*Text segment*:
+ + + +
Number of Clinical Trial Registrations Increases
In an encouraging sign for both oncologists and patients, the number of open clinical trials listed in U.S. and international clinical trial registries is on the rise. This trend reflects several factors, including an effort by the editors of the world's leading medical journals to broaden the registries' offerings.
Giving physicians and patients a more complete picture of the trials that are currently open to patient enrollment potentially increases the available treatment options they can consider. Because some registries also include information about closed trials, increasing the completeness of those registries makes them more valuable to researchers who may be planning future trials or want to know more about trials that have been conducted in the past.
The availability of a publicly accessible, comprehensive clinical trial registry is a relatively recent event. NCI's Physician Data Query (PDQ®) clinical trial registry, which was started in 1977, is perhaps the world's oldest continuously operating registry, but PDQ focuses only on cancer trials and registration in PDQ is largely voluntary.
+ + + +
*Information provided*:
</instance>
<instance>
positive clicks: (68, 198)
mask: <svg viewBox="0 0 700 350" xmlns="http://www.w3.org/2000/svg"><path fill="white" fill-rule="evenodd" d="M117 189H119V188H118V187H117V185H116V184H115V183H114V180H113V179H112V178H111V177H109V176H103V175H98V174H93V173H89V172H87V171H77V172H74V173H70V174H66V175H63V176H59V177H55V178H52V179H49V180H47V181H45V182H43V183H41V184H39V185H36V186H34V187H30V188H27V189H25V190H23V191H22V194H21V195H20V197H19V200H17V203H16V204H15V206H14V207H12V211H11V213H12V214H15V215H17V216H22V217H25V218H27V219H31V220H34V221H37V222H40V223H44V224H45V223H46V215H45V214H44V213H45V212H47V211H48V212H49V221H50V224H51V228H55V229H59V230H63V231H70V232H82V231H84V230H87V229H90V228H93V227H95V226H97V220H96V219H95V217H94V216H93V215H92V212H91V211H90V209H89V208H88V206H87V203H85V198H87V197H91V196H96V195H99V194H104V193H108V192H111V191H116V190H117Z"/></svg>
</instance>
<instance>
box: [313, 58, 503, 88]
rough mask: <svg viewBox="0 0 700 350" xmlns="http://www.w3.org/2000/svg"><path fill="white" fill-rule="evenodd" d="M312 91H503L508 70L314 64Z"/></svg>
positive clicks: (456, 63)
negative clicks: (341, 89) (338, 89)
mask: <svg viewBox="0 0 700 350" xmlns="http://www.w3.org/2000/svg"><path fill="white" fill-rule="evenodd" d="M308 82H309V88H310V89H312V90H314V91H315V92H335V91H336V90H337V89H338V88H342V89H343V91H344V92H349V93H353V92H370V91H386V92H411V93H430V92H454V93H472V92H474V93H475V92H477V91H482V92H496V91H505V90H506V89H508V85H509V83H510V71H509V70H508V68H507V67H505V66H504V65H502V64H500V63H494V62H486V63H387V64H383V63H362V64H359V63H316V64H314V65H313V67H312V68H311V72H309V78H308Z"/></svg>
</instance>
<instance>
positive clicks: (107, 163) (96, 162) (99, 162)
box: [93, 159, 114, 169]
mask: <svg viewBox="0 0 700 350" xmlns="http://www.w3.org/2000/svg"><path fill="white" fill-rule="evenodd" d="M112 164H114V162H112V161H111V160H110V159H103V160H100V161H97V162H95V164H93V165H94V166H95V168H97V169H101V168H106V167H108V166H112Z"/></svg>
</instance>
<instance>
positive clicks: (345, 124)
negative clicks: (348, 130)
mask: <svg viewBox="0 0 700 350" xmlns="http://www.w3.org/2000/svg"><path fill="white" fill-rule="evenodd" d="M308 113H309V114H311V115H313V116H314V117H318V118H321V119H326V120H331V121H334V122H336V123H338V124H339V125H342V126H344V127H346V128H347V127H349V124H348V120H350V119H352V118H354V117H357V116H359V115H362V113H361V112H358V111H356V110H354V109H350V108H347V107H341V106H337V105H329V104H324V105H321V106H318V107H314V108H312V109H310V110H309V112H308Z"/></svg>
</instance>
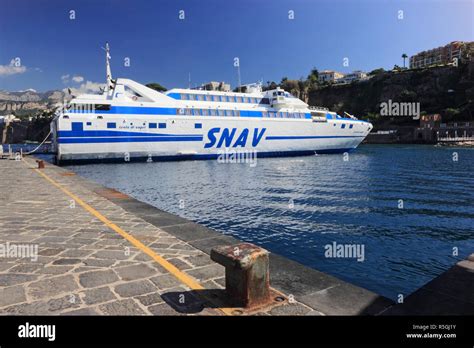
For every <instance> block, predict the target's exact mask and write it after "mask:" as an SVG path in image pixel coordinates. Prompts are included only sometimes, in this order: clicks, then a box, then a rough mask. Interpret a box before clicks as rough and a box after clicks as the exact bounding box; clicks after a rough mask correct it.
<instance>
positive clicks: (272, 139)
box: [265, 135, 365, 140]
mask: <svg viewBox="0 0 474 348" xmlns="http://www.w3.org/2000/svg"><path fill="white" fill-rule="evenodd" d="M330 138H365V135H281V136H280V135H275V136H273V135H269V136H268V137H266V138H265V140H299V139H330Z"/></svg>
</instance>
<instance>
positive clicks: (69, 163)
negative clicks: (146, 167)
mask: <svg viewBox="0 0 474 348" xmlns="http://www.w3.org/2000/svg"><path fill="white" fill-rule="evenodd" d="M352 150H354V148H344V149H330V150H315V151H312V150H305V151H271V152H257V159H258V158H268V157H296V156H313V155H315V153H317V154H335V153H344V152H350V151H352ZM219 156H220V155H219V154H194V155H174V156H152V159H153V161H154V162H166V161H195V160H212V159H217V158H218V157H219ZM148 159H149V157H148V156H138V157H132V156H131V157H130V161H128V162H125V161H124V157H123V156H121V157H114V158H87V159H85V158H77V159H62V160H59V161H58V160H57V161H56V162H57V164H59V165H71V164H92V163H129V162H146V161H147V160H148Z"/></svg>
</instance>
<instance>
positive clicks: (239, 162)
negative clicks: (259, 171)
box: [217, 148, 257, 167]
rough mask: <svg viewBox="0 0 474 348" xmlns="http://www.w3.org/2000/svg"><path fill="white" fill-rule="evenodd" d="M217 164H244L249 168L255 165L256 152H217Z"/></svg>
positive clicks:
+ + + +
Give the stretch of the clinical trial registration text from "Number of Clinical" through "the registries' offerings." again, switching "oncologists" to "cancer doctors".

Number of Clinical Trial Registrations Increases
In an encouraging sign for both cancer doctors and patients, the number of open clinical trials listed in U.S. and international clinical trial registries is on the rise. This trend reflects several factors, including an effort by the editors of the world's leading medical journals to broaden the registries' offerings.